* Goal
Copy every one of the following lines word for word.

* Exercise data
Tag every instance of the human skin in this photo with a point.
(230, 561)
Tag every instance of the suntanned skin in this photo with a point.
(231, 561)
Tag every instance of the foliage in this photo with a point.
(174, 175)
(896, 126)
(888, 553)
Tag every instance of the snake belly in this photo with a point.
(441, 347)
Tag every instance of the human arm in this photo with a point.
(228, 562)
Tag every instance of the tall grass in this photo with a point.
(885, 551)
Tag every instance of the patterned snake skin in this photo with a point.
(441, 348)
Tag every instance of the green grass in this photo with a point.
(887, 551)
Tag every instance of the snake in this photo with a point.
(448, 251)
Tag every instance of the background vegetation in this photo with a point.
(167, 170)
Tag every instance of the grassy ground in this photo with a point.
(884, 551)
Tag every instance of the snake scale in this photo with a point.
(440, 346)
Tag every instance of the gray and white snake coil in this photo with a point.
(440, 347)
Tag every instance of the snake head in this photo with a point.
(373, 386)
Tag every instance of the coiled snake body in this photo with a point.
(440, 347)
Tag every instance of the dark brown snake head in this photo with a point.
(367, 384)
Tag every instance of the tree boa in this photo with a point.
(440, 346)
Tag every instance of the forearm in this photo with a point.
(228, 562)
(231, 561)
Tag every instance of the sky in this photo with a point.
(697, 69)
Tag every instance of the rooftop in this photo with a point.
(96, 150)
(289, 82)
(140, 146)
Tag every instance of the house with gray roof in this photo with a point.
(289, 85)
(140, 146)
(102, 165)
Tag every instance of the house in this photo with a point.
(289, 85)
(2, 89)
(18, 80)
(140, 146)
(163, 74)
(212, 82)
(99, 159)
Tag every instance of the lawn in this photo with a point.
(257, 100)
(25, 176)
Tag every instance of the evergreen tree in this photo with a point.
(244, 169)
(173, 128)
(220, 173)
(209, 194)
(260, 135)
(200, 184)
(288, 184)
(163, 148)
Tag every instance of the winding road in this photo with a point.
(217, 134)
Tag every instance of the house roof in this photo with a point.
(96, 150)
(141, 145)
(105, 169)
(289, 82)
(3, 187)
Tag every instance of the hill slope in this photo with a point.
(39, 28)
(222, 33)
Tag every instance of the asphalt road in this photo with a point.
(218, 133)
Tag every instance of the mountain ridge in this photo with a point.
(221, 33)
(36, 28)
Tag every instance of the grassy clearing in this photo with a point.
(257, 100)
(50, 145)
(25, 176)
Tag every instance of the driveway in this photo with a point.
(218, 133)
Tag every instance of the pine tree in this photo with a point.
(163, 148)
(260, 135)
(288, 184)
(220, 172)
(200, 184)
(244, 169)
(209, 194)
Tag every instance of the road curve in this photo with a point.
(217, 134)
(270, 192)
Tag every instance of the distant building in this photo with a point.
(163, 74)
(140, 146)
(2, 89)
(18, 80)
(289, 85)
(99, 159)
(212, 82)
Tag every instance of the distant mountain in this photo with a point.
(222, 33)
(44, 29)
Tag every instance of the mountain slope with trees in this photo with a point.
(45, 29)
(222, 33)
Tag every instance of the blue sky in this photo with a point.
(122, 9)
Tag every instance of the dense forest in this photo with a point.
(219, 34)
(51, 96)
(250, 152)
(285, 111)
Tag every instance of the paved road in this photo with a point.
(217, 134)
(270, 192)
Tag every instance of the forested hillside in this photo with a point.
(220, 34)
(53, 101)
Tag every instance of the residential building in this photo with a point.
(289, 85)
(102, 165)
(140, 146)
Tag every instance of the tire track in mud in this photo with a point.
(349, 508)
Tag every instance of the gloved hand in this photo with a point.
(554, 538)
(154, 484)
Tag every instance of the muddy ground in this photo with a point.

* In response
Tag every instance of the human skin in this photo with a point.
(230, 561)
Tag every instance of the suntanned skin in this photo with a point.
(231, 561)
Tag every instance of the foliage in this photo with a point.
(174, 175)
(896, 126)
(888, 553)
Tag every instance of the snake belly in this photo with a point.
(441, 347)
Tag every instance of the human arm in this photo with a point.
(228, 562)
Tag every instance of the tall grass in this photo with a point.
(885, 551)
Tag every instance of the patterned snake skin in this photo with a point.
(441, 348)
Tag every instance of the green grass in this photo with a point.
(887, 551)
Tag every instance of the snake in this photo with a point.
(448, 251)
Tag every instance of the background vegetation in this photo with a point.
(167, 170)
Tag every instance of the grassy ground in this photo with a point.
(884, 551)
Tag every instance of the snake scale in this photo with a point.
(440, 346)
Tag every instance of the gray and white snake coil in this photo with a point.
(440, 347)
Tag every instance of the snake head in this photo with a point.
(373, 386)
Tag every instance of the coiled snake body in this photo with a point.
(440, 347)
Tag every instance of the dark brown snake head in this photo with a point.
(367, 384)
Tag every instance of the tree boa in this photo with a point.
(440, 346)
Tag every instance of the forearm in this photo with a point.
(228, 562)
(231, 561)
Tag every instance of the sky in this photo with a point.
(697, 69)
Tag every instance of the rooftop in this photo with a point.
(96, 150)
(289, 82)
(140, 146)
Tag every instance of the house with gray roof in this photo with a point.
(289, 85)
(140, 146)
(102, 165)
Tag every instance of the house in this photo with a point.
(289, 85)
(2, 89)
(18, 80)
(140, 146)
(163, 74)
(212, 82)
(99, 159)
Tag every instance of the lawn in this photo with a point.
(257, 100)
(25, 176)
Tag every instance of the evergreen tree in this photo with a point.
(244, 169)
(173, 128)
(220, 173)
(209, 194)
(260, 135)
(200, 184)
(288, 184)
(163, 148)
Tag every instance of the winding road in this photo with a point.
(217, 134)
Tag every instance of the house roof in this photo with a point.
(96, 150)
(141, 145)
(105, 169)
(289, 82)
(3, 187)
Tag every instance of the hill slope in this photo with a point.
(39, 28)
(222, 33)
Tag every instance of the asphalt road in this photo with a point.
(218, 133)
Tag every instance of the mountain ridge in this photo with a point.
(221, 33)
(36, 28)
Tag every instance of the grassy clearing in this photo with a point.
(257, 100)
(50, 145)
(25, 176)
Tag every instance of the driveway in this photo with a point.
(218, 133)
Tag every instance of the pine tree in this photo with a point.
(163, 148)
(260, 135)
(288, 184)
(220, 172)
(200, 184)
(244, 169)
(209, 194)
Tag every instance of the road curve in this photo with a point.
(217, 134)
(270, 192)
Tag every instance of the distant building in this photo with a point.
(163, 74)
(140, 146)
(2, 89)
(18, 80)
(289, 85)
(99, 159)
(212, 82)
Tag every instance of the distant mountain in this photo with a point.
(222, 33)
(44, 29)
Tag every instance of the mountain slope with trees in this photo with a point.
(45, 29)
(222, 33)
Tag every instance of the blue sky in this photo with a point.
(122, 9)
Tag every instance of the dense forest in this photo with a point.
(219, 34)
(51, 96)
(250, 152)
(285, 111)
Tag every instance of the paved road in this photo with a point.
(217, 134)
(270, 192)
Tag every instance of the forested hillside in this photo with a point.
(220, 34)
(53, 101)
Tag every instance of the residential building in this photo with a point.
(289, 85)
(102, 165)
(140, 146)
Tag every instance of the tire track in mud in this photo with a point.
(349, 508)
Tag every instance of the gloved hand in this photo with a point.
(554, 538)
(154, 484)
Tag every instance of the muddy ground in this photo with a point.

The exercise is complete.